> _SUPPLIED PASSAGE_

BEGIN

The Web and The Root

The Web and the Root

A Selection from
The Web and the Rock

Thomas Wolfe

Could I make tongue say more than tongue could utter!

Could I make brain grasp more than brain could think!

Could I weave into immortal denseness some small brede of words,

pluck out of sunken depths the roots of living,

some hundred thousand magic words that were as great as all my hunger,

and hurl the sum of all my living out upon three hundred pages—

then death could take my life, for I had lived it ere he took it:

I had slain hunger, beaten death!

Contents

Epigraph

Introduction

Book I.    The Web and the Root

1.    The Child Caliban

2.    Three O’Clock

3.    Two Worlds Discrete

4.    The Golden City

Book II.    The Hound of Darkness

5.    Aunt Mag and Uncle Mark

6.    The Street of the Day

7.    The Butcher

8.    The Child by Tiger

9.    Home from the Mountain

Book III.    The Web and the World

10.    Olympus in Catawba

11.    The Priestly One

12.    The Torch

13.    The Rock

14.    The City Patriots

15.    Götterdämmerung

16.    Alone

 

About the Author

Other Books by Thomas Wolfe

Credits

Copyright

About the Publisher

INTRODUCTION TO

The Web and the Root

The first three chapters of The Web and the Rock return to familiar, if slightly disguised, Wolfe territory, Asheville, now called Libya Hill; the Blue Ridge Mountains; and some familiar characters, now sporting new names or relationships to the central figure of the novel. That new figure, grotesque in body but potentially beautiful in spirit, supplants Eugene Gant as a surrogate character. He is called George Webber and must accept, willy-nilly, the nickname “Monk” because of his simian features. The territory may be familiar and the characters readily identifiable with ones Wolfe created for Look Homeward, Angel and Of Time and the River, but the subject matter, tone, and literary traditions differ significantly from the earlier novels.

END

> _PROBLEMS_
1 - In the Thomas Wolfe selection, reproduce everything from "Other Books by" down to "the earlier novels.", swapping "Libya Hill" for "Libya Valley".
2 - According to the Thomas Wolfe selection, what nickname must George Webber accept, and for what reason?
The listing that comes next is its own material and has no connection to the Thomas Wolfe selection.

> _RECORD EXTRACTS_
BEGIN

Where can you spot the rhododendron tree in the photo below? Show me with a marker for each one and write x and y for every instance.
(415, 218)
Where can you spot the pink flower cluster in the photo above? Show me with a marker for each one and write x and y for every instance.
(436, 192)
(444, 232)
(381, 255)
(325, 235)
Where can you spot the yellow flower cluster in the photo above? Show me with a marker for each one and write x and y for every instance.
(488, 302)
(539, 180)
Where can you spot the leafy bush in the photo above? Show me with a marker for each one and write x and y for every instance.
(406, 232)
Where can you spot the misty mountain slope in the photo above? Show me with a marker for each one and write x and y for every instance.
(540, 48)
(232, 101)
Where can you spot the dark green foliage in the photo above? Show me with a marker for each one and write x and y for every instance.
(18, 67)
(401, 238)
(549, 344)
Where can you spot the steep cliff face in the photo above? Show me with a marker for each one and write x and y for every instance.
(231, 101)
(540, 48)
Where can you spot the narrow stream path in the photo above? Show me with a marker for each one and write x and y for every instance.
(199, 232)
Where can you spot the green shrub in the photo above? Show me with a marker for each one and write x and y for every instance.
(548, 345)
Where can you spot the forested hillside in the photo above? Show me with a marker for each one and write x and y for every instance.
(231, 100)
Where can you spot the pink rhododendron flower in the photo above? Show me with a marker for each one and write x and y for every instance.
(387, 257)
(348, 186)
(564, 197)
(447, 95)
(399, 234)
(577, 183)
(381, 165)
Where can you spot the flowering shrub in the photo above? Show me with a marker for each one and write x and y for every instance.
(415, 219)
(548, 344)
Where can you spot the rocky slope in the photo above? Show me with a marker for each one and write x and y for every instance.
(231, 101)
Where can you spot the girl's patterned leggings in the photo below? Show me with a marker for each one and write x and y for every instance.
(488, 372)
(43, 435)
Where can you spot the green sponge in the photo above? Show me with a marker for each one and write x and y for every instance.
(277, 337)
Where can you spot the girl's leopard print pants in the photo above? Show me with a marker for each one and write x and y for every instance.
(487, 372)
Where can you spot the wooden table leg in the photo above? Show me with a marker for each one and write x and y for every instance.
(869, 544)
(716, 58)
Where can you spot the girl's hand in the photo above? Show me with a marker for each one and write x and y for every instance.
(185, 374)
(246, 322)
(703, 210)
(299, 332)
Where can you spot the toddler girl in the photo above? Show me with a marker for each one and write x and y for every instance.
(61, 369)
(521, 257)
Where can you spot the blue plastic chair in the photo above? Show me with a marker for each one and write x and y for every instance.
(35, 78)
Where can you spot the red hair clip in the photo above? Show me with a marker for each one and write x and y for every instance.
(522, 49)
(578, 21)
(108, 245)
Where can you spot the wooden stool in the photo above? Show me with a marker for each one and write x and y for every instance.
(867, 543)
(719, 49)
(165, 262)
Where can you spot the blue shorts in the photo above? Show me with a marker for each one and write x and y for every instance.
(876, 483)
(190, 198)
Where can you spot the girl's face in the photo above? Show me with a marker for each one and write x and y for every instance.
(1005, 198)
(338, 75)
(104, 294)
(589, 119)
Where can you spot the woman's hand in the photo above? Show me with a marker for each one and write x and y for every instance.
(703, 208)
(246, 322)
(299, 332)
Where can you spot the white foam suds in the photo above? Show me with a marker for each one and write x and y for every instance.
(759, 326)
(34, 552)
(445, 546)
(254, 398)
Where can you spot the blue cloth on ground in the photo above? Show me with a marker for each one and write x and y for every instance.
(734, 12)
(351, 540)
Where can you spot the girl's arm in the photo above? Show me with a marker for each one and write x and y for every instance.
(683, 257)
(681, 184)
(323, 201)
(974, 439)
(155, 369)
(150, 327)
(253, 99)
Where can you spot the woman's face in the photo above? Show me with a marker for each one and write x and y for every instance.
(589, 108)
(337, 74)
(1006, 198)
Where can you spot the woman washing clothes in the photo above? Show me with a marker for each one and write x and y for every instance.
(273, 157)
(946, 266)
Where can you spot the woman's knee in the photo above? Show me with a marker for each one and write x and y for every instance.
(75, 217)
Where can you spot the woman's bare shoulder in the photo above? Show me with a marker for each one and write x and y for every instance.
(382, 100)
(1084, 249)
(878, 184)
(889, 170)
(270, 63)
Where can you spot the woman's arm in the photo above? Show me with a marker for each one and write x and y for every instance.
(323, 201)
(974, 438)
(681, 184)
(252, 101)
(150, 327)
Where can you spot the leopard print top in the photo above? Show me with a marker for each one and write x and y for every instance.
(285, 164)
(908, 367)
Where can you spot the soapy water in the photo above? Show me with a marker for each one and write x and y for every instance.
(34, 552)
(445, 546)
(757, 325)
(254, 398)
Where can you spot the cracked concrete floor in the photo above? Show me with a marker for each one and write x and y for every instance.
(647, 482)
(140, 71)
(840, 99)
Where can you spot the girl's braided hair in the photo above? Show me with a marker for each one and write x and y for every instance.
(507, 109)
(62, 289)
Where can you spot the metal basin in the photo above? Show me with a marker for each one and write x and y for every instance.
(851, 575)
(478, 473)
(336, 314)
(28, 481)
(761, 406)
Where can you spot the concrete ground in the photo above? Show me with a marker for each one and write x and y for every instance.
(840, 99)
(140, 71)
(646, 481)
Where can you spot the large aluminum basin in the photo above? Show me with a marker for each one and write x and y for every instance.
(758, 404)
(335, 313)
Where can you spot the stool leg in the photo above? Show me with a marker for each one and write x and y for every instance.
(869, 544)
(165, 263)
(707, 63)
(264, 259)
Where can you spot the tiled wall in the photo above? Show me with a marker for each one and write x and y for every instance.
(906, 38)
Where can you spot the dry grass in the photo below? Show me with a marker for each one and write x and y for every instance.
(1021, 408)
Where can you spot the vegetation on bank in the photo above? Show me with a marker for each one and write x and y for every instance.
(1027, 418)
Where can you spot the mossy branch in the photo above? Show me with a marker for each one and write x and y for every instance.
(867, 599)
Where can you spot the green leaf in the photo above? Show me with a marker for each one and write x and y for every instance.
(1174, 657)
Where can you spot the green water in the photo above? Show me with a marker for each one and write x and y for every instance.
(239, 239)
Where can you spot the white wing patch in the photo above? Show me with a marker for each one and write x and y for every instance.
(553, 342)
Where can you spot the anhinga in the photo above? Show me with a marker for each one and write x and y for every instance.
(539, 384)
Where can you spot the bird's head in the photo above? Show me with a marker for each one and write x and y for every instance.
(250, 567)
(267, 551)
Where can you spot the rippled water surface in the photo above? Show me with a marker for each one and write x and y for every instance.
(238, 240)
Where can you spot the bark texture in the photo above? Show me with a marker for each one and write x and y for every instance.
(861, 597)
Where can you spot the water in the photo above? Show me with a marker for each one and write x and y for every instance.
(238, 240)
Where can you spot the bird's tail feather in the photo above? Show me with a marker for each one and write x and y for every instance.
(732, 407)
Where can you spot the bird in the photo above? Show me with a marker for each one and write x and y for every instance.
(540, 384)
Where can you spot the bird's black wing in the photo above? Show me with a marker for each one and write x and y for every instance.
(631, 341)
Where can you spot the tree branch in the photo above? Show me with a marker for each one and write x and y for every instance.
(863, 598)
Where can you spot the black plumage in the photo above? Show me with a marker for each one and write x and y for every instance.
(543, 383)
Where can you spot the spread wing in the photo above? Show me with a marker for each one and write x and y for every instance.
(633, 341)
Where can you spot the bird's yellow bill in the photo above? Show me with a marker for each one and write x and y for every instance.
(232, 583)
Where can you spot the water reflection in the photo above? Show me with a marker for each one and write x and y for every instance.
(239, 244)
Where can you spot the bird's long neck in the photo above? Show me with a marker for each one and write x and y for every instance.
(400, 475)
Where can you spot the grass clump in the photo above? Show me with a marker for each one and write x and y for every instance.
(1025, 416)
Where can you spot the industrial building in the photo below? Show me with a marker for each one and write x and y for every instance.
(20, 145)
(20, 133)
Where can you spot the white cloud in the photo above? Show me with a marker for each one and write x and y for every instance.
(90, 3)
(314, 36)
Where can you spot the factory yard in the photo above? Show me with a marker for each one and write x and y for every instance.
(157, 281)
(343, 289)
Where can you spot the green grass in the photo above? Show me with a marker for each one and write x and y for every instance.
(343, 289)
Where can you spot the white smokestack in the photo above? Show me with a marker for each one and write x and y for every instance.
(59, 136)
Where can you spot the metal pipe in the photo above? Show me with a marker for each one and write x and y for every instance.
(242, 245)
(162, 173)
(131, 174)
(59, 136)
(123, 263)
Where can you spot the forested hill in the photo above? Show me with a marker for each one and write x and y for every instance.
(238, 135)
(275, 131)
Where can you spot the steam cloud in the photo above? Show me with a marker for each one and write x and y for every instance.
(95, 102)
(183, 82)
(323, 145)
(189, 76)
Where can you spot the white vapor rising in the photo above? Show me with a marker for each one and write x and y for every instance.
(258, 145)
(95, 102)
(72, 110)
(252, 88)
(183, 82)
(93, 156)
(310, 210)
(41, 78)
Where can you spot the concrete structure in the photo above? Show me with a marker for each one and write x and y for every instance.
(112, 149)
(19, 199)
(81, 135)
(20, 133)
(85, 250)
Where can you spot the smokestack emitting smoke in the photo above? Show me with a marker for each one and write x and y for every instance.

END

> _THE SOLUTIONS_
1 -
Other Books by Thomas Wolfe

Credits

Copyright

About the Publisher

INTRODUCTION TO

The Web and the Root

The first three chapters of The Web and the Rock return to familiar, if slightly disguised, Wolfe territory, Asheville, now called Libya Valley; the Blue Ridge Mountains; and some familiar characters, now sporting new names or relationships to the central figure of the novel. That new figure, grotesque in body but potentially beautiful in spirit, supplants Eugene Gant as a surrogate character. He is called George Webber and must accept, willy-nilly, the nickname “Monk” because of his simian features. The territory may be familiar and the characters readily identifiable with ones Wolfe created for Look Homeward, Angel and Of Time and the River, but the subject matter, tone, and literary traditions differ significantly from the earlier novels.

2 - He must accept the nickname "Monk" because of his simian features.